─── DATA FOR THIS TASK ───

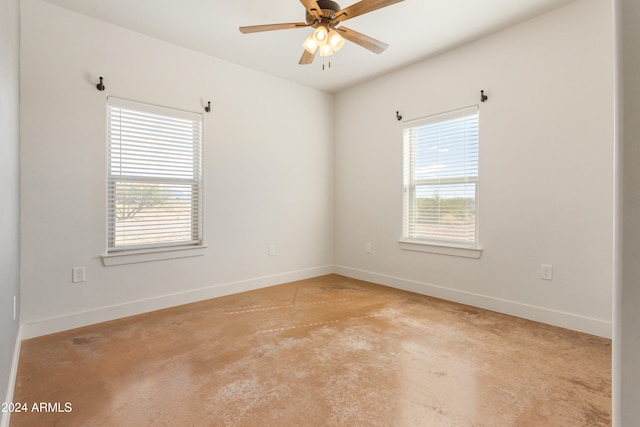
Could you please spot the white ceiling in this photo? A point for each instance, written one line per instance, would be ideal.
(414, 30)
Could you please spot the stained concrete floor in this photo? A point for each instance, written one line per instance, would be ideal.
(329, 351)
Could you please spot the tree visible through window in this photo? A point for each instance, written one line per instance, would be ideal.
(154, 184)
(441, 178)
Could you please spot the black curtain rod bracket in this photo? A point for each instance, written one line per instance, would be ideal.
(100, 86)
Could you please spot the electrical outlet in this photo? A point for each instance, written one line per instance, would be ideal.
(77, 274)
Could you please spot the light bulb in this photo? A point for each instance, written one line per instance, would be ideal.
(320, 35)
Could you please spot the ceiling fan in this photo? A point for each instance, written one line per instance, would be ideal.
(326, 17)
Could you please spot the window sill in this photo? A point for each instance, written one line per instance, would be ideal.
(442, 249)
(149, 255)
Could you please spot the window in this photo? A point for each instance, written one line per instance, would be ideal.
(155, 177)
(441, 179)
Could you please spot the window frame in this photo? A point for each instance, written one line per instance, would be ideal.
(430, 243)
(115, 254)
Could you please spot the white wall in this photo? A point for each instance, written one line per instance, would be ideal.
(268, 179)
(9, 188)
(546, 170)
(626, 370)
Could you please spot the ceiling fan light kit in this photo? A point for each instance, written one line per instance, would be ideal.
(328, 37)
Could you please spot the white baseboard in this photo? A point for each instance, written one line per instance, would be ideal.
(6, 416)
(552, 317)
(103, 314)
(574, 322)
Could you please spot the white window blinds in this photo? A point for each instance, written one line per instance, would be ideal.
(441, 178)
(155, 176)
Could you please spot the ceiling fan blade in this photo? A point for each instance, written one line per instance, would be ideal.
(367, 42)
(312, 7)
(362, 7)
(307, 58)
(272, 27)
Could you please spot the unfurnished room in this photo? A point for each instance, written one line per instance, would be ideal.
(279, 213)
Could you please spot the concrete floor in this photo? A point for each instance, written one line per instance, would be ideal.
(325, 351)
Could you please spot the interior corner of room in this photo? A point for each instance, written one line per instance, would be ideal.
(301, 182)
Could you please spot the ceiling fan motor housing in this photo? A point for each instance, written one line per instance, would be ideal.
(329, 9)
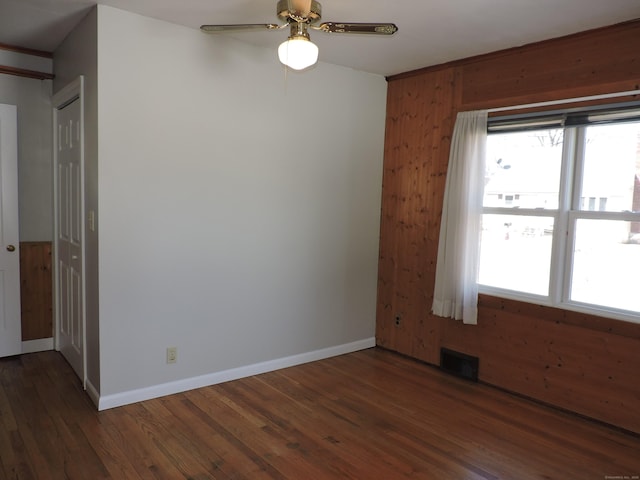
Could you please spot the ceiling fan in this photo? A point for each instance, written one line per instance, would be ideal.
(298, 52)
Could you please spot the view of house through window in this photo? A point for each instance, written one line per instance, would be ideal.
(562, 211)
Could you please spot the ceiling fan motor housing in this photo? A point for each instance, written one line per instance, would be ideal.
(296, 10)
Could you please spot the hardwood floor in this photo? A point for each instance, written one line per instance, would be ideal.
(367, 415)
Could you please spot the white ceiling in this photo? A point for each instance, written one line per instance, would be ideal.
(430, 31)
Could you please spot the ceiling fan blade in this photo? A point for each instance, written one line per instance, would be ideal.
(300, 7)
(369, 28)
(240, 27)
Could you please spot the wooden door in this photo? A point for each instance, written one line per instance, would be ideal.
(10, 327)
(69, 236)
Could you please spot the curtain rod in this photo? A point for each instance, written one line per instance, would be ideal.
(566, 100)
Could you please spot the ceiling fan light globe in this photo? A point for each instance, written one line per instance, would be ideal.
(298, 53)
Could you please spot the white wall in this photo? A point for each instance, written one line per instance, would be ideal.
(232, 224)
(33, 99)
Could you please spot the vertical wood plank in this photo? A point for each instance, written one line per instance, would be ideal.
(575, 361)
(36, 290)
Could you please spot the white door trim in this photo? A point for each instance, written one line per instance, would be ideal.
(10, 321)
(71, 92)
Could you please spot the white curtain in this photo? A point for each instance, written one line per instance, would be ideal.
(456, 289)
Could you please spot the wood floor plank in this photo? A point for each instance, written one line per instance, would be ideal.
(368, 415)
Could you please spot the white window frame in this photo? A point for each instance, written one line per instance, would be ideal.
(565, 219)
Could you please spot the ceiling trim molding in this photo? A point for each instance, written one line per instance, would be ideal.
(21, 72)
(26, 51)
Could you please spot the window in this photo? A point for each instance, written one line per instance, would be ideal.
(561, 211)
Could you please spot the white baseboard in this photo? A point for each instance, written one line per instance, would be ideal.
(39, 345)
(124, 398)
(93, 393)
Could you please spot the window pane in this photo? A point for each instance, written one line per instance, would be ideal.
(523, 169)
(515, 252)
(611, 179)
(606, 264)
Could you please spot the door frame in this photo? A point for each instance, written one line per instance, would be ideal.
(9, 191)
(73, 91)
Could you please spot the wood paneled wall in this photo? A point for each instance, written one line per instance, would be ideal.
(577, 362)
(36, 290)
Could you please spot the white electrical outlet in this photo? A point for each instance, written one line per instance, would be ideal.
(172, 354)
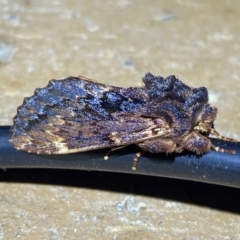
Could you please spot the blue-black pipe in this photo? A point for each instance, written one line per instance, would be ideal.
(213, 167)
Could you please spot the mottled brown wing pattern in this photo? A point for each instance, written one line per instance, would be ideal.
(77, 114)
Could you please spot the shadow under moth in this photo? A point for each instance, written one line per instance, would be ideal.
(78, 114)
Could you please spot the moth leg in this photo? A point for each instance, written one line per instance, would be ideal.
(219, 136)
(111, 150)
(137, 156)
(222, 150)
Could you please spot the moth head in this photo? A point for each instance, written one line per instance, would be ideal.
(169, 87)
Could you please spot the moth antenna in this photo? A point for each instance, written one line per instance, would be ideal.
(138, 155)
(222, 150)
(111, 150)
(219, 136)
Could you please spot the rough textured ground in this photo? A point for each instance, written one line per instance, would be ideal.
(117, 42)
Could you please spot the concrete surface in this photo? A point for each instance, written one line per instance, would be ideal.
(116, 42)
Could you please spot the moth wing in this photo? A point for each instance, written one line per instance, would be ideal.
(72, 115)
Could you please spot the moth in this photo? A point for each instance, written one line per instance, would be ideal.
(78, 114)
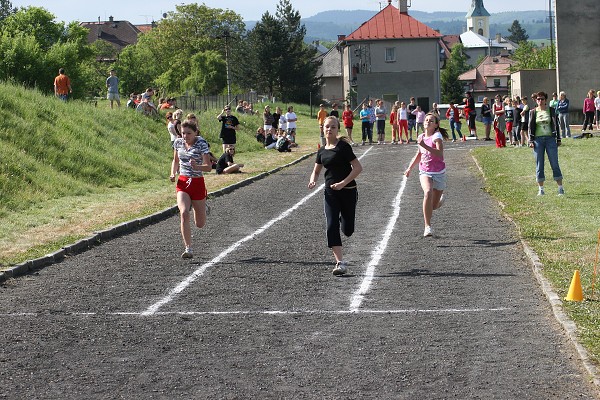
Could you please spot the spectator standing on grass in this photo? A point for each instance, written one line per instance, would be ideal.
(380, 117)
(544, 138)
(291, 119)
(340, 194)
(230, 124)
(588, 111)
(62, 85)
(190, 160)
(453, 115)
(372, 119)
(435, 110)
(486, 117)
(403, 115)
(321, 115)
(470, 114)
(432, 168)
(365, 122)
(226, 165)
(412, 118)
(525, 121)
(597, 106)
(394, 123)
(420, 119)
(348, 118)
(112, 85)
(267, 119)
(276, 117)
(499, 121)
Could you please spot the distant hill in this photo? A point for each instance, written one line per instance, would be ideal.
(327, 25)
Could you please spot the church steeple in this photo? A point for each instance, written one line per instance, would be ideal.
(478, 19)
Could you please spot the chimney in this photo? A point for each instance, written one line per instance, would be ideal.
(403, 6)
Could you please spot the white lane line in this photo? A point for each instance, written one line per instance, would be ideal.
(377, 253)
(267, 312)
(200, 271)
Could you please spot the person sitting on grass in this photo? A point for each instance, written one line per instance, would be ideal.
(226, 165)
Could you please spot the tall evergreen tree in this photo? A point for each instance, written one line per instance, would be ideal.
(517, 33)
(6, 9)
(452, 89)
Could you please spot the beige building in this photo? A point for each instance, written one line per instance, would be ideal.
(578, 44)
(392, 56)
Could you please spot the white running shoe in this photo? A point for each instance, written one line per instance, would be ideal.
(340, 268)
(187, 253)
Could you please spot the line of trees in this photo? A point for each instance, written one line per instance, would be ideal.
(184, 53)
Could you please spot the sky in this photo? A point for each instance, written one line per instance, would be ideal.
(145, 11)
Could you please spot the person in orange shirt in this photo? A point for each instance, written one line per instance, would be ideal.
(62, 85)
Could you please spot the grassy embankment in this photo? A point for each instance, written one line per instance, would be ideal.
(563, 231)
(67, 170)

───

WORK TASK — The result should be an exact copy of every entry above, with no pictures included.

RESPONSE BOX —
Could you please spot the white ceiling in this photo? A point for each instance, written one line per instance, would be ideal.
(414, 30)
Could you please spot the stained concrete floor in this photo? A point for each instance, written one line per instance, would be ideal.
(329, 351)
Could you please spot the tree visible through window in this photo? A point for each instance, written one line per instance, would be ideal.
(154, 184)
(441, 178)
Could you please spot the black curtain rod bracket in this photo? A point for each instance, written one line per instance, would be ideal.
(100, 86)
Could you please spot the electrical outlet in this photo? A point for each instance, written one line per instance, would be ideal.
(77, 274)
Could you please spot the light bulb in this photo? A point for each instance, written one line per instance, would be ideal.
(320, 35)
Could you please spot the ceiling fan in this photo? A point for each instance, written one line per instance, would be ideal.
(326, 17)
Could you please spot the window sill in this photo? A point for each instance, written one line per instance, would be ideal.
(442, 249)
(149, 255)
Could you please spot the window in this photo? A point for each instance, written one line per instance, would be ideal.
(155, 177)
(441, 179)
Could you please spot the window frame in this photo? A point for each instance, written one line per instance, would be ideal.
(430, 243)
(115, 254)
Could you please spot the white wall in this photo? A point for each instance, written one line per instance, would be ideal.
(268, 179)
(9, 188)
(546, 170)
(626, 370)
Could you please spot the ceiling fan light kit in this photo? A point for each instance, written one line per instance, would be ideal.
(328, 37)
Could you please spot the white baseboard in this photo? A point for each instance, written one line per instance, would be ideal.
(6, 416)
(552, 317)
(103, 314)
(574, 322)
Could you please spot the white window blinds in this photo? A point for each instance, written one line per instance, would be ideal.
(441, 178)
(155, 176)
Could you please spot the ceiling fan blade in this photo? A point for each instance, written one line per instance, would be ideal.
(367, 42)
(312, 7)
(362, 7)
(307, 58)
(272, 27)
Could you please spot the unfurnished room in this photo? A point for each instance, written one line per instance, would be ideal.
(279, 213)
Could you please spot the concrete floor in this photo? A point for each instance, written one line per instance, would be ideal.
(325, 351)
Could you please spot the interior corner of room in this photo? A point for each instance, written one line per instance, would be ideal.
(301, 182)
Could you please spot the ceiling fan motor housing in this photo? A point for each instance, written one line per instance, would be ideal.
(329, 9)
Could you please spot the ceiling fan in this photo? A point for each instance, written one line per instance, would be ideal.
(298, 52)
Could you please spot the view of house through window in this photo? A point for each instance, written one line per instance, would be ideal.
(562, 211)
Could you please spot the ceiling fan motor housing in this photo? A point for each instance, written one line per instance, would be ideal.
(296, 10)
Could you please spot the hardwood floor in this photo? A point for each instance, written one line per instance, would be ideal.
(367, 415)
Could you please spot the white ceiling in this photo? A point for each instance, written one line per instance, would be ideal.
(430, 31)
Could you please spot the ceiling fan blade in this photo? A point for each instance, written one line per instance, would be ideal.
(300, 7)
(369, 28)
(240, 27)
Could you please spot the wooden door in this photo? A point for each instance, written one line per instance, would be ideal.
(10, 327)
(69, 236)
Could you please spot the curtain rod in this photo? A point for each instance, written one line per instance, would be ideal.
(566, 100)
Could you please spot the ceiling fan light globe in this photo? A point for each instance, written one line per instance, would be ideal.
(298, 53)
Could you please spot the white wall in this photo? A point for each instance, written one line per instance, would be ideal.
(232, 224)
(33, 99)
Could you please spot the vertical wood plank in this photo? A point for each instance, written one line per instance, would be ideal.
(575, 361)
(36, 290)
Could you please spot the white door trim in this photo? A point for each instance, written one line per instance, would be ideal.
(10, 321)
(71, 92)
Could you please spot the white curtain in this photo? A point for each instance, written one line per instance, would be ideal.
(456, 289)
Could you please spot the wood floor plank in this photo? A point for each instance, written one line per instance, would be ideal.
(368, 415)
Could you please spot the white window frame in this photo? A point for each instance, written one line per instance, would be ideal.
(565, 219)
Could you please spot the ceiling trim molding in this photo? A point for each instance, written one line per instance, would be ideal.
(21, 72)
(26, 51)
Could you please spot the window in this photo? A point for each instance, written one line per instance, would be ideal.
(561, 211)
Could you please spot the white baseboard in this photo? A point for each instance, written one line per instance, would be ideal.
(39, 345)
(124, 398)
(93, 393)
Could you please spot the window pane in this photo? A point for each instance, written one line per instance, would be ideal.
(523, 169)
(515, 252)
(611, 179)
(606, 264)
Could you please spot the door frame in this photo? A point for each instance, written one line per instance, would be ideal.
(9, 191)
(73, 91)
Could you please spot the wood paneled wall in this photo? A point for each instance, written one line per instance, would be ideal.
(577, 362)
(36, 290)
Could you please spot the white electrical outlet in this photo? A point for each instance, written one line per instance, would be ideal.
(172, 354)
Could you please spot the blue-black pipe in this photo? A point for each instance, written one line per instance, would be ideal.
(213, 167)
Could you please spot the mottled brown wing pattern in this photo? A point for each instance, written one line per instance, would be ideal.
(77, 114)
Could you please spot the shadow under moth in this photo? A point for each instance, written one line per instance, would be ideal.
(78, 114)
Could you please spot the moth leg in this photo? A point for each instance, written one line per instance, would be ideal.
(219, 136)
(111, 150)
(137, 156)
(222, 150)
Could you please spot the moth head in this photo? A point for each instance, written one line per instance, would be ideal.
(169, 87)
Could you please spot the moth antenna in this photo? A point for each instance, written one line per instance, would be ideal.
(138, 155)
(222, 150)
(111, 150)
(219, 136)
Could you please spot the rough textured ground in this photo? A point for each instance, written one line per instance, would be ideal.
(117, 42)
Could you please spot the concrete surface in this photo? A point for each instance, written one line per instance, would be ideal.
(116, 42)
Could you please spot the moth wing in this photo? A point for each instance, written one line per instance, would be ideal.
(72, 115)
Could you please spot the moth in this photo? A point for each instance, written one line per instance, would be ideal.
(78, 114)
Could you please spot the spectator standing on grass in this photo? A point for each instance, written one line per instance, would be ideal.
(380, 117)
(544, 138)
(291, 119)
(340, 194)
(230, 124)
(588, 111)
(62, 85)
(190, 160)
(453, 115)
(372, 119)
(435, 110)
(486, 117)
(403, 115)
(321, 115)
(470, 114)
(432, 168)
(365, 122)
(226, 165)
(412, 118)
(525, 121)
(597, 106)
(394, 123)
(420, 119)
(348, 118)
(112, 85)
(267, 119)
(276, 117)
(499, 121)
Could you please spot the distant hill in this photo? A point for each instance, written one line per instance, would be ideal.
(327, 25)
Could you please spot the church steeple in this photo? A point for each instance, written one line per instance, would be ideal.
(478, 19)
Could you please spot the chimney in this photo? A point for each instance, written one line per instance, would be ideal.
(403, 6)
Could you please spot the white lane line in this photo? A point for each instance, written one line per instance, would be ideal.
(377, 253)
(267, 312)
(200, 271)
Could you please spot the person sitting on grass in this photo? A point for each instance, written one line per instance, would be ideal.
(226, 165)
Could you please spot the tall evergreen tree in this photo? A point for each instance, written one line per instance, would be ideal.
(517, 33)
(6, 9)
(452, 89)
Could you please spot the beige building in this photo? A point for each instance, written one line per instance, would be ideal.
(578, 44)
(392, 56)
Could you please spot the white running shoe in this photo? A point for each instance, written one line per instance, would be ideal.
(340, 268)
(187, 253)
Could you please spot the line of trees in this photo? A point for each instance, written one line per instance, would be ideal.
(184, 53)
Could you please spot the sky in this photo? A point for each instance, written one line per instance, would be ideal.
(145, 11)
Could you please spot the person in orange shirt in this photo? A point for each instance, written one line per instance, would be ideal.
(62, 85)
Could you please spot the grassy embankment in this photo? A point for each instance, written one line per instance, would be ideal.
(563, 231)
(67, 170)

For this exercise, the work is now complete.